Your assignment: Locate the string "reflection" in the records below. Copy every line where it occurs.

Referring expression data:
/---
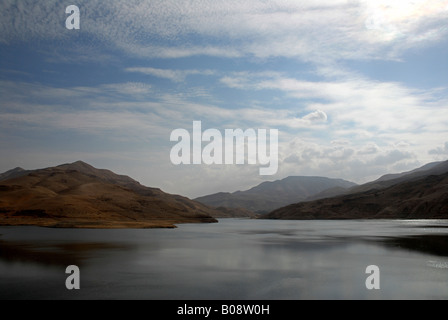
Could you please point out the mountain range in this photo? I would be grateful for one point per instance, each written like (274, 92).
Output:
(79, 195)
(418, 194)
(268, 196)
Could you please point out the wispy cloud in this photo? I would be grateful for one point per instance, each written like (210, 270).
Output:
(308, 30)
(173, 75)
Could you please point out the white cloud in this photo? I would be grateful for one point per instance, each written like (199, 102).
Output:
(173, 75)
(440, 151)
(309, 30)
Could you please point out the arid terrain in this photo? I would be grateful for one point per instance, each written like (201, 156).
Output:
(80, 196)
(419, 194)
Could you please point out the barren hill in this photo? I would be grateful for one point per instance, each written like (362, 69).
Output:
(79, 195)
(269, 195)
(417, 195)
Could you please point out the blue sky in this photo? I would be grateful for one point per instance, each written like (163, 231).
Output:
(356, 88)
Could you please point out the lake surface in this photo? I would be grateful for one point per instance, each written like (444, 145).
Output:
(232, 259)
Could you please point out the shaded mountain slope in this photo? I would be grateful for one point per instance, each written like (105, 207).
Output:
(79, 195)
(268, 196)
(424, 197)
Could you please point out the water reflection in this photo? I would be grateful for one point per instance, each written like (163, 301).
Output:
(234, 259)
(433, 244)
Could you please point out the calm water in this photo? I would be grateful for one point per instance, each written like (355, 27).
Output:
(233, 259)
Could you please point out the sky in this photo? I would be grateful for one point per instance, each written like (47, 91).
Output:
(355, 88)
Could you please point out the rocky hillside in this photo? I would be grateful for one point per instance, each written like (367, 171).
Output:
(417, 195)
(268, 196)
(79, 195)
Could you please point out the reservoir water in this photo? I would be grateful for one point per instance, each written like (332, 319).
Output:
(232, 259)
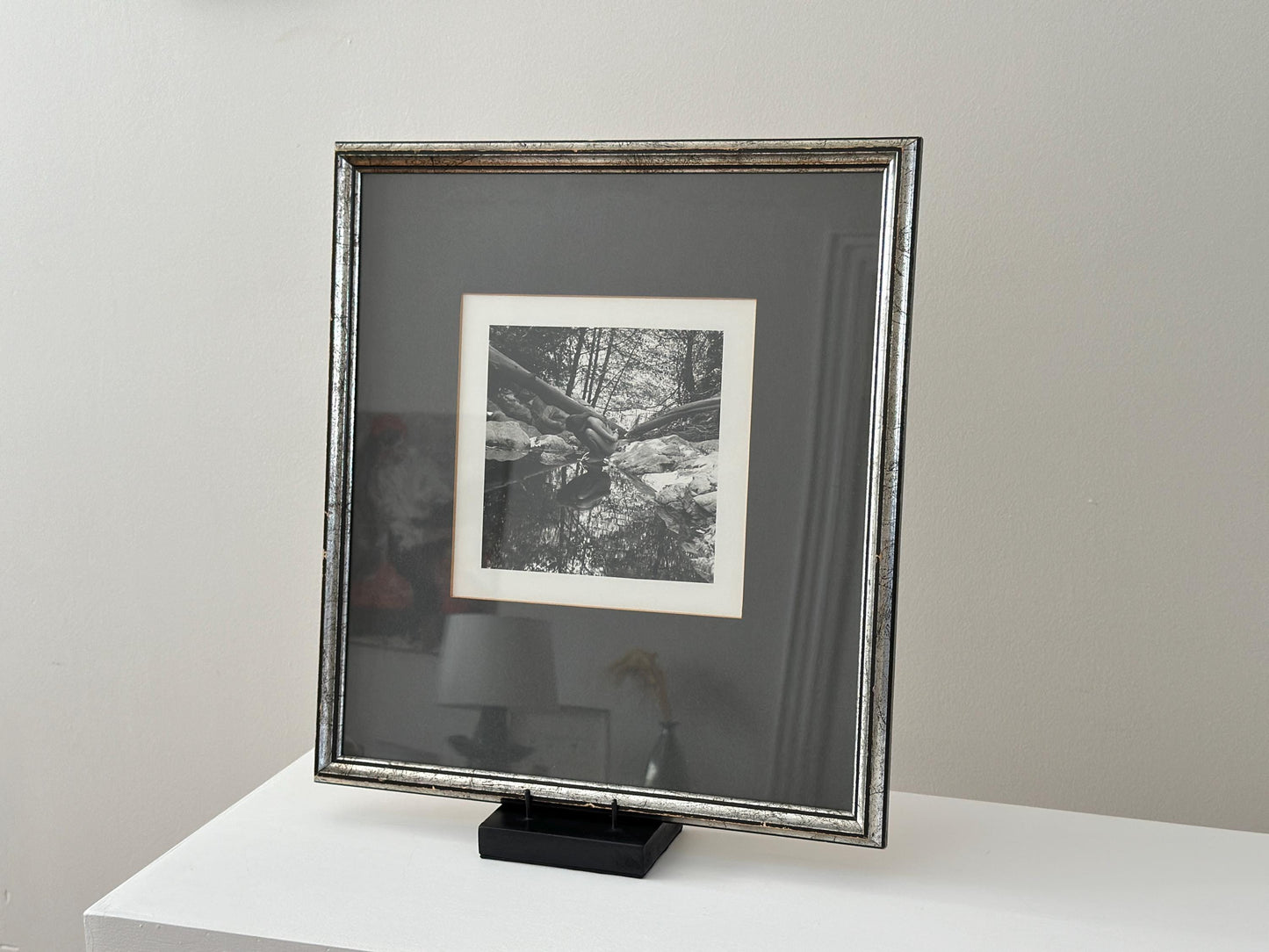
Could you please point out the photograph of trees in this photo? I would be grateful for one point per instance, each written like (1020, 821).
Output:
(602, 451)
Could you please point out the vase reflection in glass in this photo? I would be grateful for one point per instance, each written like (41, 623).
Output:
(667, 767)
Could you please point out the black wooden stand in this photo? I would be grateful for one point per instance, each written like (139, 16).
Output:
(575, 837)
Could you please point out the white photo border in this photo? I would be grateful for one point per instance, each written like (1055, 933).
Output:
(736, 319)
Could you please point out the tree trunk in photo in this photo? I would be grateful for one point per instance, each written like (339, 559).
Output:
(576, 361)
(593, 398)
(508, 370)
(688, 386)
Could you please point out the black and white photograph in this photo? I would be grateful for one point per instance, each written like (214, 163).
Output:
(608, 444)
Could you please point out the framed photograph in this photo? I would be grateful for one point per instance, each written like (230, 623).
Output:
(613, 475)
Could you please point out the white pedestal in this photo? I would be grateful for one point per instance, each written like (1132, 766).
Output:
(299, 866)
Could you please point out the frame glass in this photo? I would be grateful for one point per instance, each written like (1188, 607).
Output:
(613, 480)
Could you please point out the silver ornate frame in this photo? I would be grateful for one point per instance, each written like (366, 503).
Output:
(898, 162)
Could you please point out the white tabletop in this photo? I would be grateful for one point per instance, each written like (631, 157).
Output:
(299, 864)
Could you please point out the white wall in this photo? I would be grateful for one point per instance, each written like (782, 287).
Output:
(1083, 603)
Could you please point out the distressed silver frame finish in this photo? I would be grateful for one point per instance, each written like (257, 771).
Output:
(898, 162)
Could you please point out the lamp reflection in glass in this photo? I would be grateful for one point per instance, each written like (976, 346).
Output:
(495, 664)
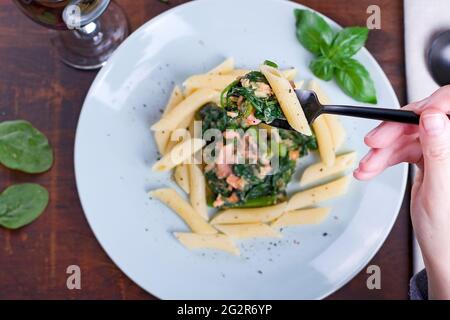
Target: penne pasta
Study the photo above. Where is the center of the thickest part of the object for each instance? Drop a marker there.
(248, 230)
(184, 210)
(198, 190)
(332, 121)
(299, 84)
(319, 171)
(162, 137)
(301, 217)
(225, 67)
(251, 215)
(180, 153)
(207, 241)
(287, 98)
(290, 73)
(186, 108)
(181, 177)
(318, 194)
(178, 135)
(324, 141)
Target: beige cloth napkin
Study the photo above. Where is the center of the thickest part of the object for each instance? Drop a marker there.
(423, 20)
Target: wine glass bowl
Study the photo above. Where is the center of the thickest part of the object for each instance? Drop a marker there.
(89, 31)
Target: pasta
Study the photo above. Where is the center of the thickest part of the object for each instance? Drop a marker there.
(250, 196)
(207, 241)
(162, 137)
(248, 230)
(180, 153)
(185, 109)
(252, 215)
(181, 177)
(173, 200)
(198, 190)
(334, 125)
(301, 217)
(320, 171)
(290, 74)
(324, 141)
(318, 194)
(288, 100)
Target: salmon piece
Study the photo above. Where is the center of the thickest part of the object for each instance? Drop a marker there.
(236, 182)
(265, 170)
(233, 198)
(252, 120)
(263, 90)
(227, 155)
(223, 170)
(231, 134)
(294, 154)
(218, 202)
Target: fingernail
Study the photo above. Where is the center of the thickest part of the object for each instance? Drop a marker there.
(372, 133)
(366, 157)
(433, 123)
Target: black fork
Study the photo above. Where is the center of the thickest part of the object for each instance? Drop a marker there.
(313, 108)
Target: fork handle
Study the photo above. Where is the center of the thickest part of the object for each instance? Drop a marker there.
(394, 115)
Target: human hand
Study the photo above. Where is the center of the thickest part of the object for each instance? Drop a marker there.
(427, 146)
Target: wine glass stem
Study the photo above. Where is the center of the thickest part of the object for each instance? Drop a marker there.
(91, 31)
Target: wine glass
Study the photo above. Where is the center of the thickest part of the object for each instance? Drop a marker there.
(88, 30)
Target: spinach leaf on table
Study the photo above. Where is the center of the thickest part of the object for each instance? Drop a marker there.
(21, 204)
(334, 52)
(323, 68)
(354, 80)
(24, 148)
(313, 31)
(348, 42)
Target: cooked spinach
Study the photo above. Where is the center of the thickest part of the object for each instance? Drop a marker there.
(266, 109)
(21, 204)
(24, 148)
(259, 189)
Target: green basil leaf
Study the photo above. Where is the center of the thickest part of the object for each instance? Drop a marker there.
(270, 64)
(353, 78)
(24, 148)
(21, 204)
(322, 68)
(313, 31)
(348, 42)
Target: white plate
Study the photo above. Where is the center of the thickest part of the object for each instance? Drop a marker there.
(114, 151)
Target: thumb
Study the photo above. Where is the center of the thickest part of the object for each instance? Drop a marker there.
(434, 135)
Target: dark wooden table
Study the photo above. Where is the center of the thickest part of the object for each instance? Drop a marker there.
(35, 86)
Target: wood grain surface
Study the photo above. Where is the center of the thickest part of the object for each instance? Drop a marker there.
\---
/---
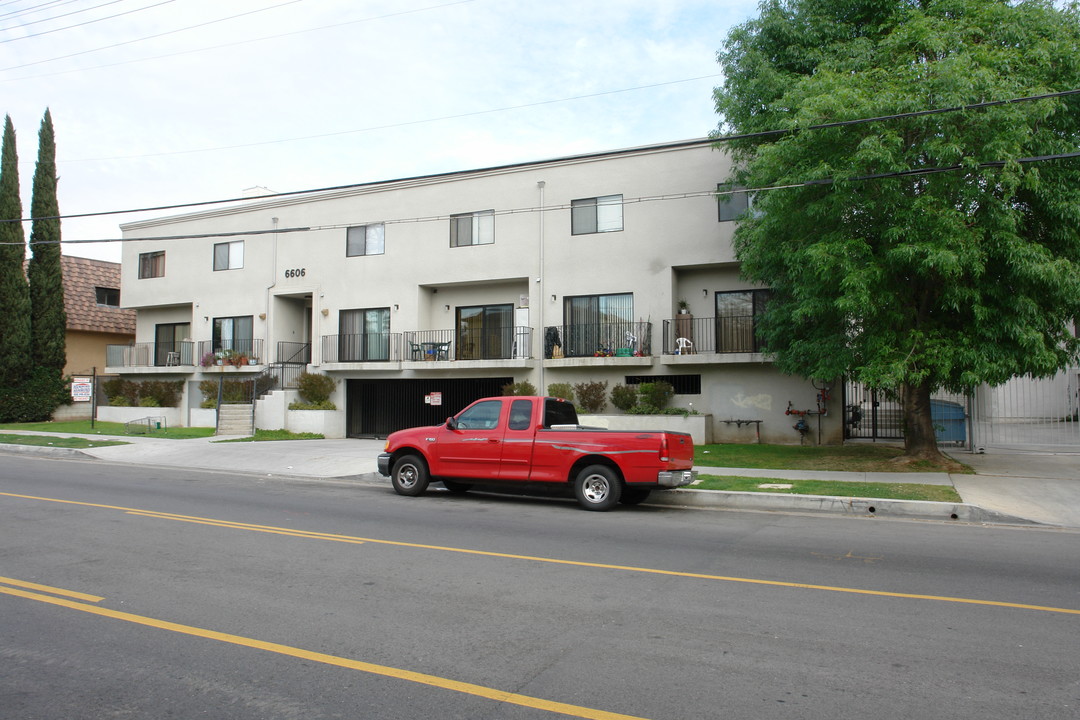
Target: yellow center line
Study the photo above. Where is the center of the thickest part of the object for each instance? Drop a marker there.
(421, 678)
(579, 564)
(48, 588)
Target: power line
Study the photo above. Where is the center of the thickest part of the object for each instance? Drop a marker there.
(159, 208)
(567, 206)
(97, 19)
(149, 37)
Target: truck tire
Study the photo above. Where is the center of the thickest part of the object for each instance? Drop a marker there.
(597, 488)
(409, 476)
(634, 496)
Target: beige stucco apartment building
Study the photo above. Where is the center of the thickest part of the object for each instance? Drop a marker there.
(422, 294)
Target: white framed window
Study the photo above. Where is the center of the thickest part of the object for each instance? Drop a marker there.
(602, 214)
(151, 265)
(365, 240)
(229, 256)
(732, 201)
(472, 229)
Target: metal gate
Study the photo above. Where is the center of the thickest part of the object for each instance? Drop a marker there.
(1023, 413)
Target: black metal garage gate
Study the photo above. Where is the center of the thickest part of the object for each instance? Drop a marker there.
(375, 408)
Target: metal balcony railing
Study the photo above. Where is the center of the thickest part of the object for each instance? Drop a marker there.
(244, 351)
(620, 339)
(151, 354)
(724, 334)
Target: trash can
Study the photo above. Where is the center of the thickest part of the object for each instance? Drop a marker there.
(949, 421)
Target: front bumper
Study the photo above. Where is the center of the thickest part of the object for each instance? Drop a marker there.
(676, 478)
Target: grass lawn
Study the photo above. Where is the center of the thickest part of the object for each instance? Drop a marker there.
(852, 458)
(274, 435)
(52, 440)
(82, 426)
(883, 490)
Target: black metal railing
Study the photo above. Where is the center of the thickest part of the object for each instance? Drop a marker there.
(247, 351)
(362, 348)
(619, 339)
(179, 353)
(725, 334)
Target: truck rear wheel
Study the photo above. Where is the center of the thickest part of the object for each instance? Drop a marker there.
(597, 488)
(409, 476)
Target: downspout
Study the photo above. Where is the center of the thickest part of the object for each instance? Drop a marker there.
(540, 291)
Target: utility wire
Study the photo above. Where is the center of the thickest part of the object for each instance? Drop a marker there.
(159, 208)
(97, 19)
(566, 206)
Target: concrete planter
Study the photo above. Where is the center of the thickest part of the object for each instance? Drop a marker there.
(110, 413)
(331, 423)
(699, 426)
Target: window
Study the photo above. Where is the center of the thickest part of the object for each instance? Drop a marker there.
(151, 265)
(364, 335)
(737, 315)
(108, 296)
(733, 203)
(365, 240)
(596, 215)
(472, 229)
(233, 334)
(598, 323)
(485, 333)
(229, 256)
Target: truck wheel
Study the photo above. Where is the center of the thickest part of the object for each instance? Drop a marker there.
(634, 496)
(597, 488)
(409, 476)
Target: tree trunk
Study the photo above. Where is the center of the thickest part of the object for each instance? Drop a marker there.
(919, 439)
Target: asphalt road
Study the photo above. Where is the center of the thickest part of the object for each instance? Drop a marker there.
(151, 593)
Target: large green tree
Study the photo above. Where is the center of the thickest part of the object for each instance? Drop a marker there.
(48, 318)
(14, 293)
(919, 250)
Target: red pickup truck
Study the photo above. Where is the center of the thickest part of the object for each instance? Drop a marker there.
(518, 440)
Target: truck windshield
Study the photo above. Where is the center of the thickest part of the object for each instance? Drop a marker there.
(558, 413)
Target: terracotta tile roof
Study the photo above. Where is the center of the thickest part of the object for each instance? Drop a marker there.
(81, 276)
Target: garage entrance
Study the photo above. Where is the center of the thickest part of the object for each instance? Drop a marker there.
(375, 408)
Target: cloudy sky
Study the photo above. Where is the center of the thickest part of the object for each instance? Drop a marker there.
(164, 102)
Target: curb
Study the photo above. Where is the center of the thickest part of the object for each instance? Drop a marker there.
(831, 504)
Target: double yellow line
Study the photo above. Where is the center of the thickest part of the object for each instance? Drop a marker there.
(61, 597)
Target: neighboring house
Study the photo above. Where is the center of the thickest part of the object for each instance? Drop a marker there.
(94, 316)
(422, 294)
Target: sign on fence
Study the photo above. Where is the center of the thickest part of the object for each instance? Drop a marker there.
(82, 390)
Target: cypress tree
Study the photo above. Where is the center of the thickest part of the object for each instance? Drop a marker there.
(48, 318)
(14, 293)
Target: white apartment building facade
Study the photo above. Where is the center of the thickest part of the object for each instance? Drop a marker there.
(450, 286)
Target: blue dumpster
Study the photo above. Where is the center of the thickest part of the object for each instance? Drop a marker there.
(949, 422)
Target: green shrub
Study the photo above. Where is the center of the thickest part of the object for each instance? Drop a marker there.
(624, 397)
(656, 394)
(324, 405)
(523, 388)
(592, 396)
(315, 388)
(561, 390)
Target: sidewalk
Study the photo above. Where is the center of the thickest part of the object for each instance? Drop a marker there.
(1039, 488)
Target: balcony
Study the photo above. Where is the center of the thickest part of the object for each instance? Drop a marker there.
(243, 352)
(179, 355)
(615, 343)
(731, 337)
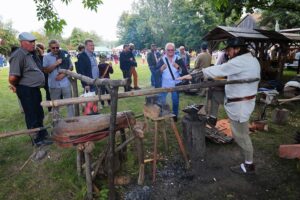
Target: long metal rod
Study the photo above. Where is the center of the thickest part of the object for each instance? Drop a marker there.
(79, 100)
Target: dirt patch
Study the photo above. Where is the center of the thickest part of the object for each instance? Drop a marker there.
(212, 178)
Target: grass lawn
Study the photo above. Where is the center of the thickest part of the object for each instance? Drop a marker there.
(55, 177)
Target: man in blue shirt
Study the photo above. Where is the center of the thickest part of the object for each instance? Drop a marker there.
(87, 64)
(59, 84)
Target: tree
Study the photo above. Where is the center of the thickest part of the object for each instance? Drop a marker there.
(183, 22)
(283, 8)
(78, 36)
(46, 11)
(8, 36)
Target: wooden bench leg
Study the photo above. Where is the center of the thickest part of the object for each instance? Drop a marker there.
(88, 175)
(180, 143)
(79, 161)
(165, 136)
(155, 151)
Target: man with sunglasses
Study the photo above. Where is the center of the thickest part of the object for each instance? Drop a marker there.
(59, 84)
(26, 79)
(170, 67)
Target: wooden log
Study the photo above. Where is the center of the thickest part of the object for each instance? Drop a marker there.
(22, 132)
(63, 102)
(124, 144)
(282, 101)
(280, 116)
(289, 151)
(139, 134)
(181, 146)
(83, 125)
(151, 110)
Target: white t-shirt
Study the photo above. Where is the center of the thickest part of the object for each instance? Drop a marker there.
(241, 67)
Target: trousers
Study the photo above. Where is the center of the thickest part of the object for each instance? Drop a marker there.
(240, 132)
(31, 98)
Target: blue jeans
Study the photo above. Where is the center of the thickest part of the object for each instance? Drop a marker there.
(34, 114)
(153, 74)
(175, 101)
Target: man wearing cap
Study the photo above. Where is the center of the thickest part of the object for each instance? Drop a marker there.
\---
Task output:
Could you please point out the water reflection in this photo? I would be grateful for one point per instance, each written like (163, 301).
Could you please point out the vase reflection in glass in this photo? I would be grateful for one point per instance, each written like (41, 623).
Could you please point out the lamp reflection in glass in this photo? I would be grateful for one point per instance, each written like (976, 346).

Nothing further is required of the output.